[Start Source material]

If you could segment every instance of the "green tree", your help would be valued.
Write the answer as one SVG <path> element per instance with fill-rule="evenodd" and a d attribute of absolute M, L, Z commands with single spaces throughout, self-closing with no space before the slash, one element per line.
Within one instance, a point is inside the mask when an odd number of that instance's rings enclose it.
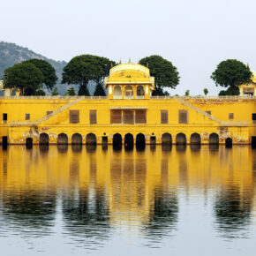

[End Source material]
[Start Source material]

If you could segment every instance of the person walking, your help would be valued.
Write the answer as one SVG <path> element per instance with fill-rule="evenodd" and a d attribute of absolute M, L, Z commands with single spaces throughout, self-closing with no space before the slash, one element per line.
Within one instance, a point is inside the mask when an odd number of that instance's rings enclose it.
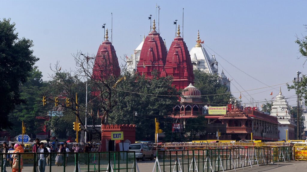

[End Source material]

From the entries above, pull out every line that contains the word "segment", matching case exactly.

If you could segment every instance of the "green tree", your help would be valued.
If you could segment every instance of the person walking, your help would be valued.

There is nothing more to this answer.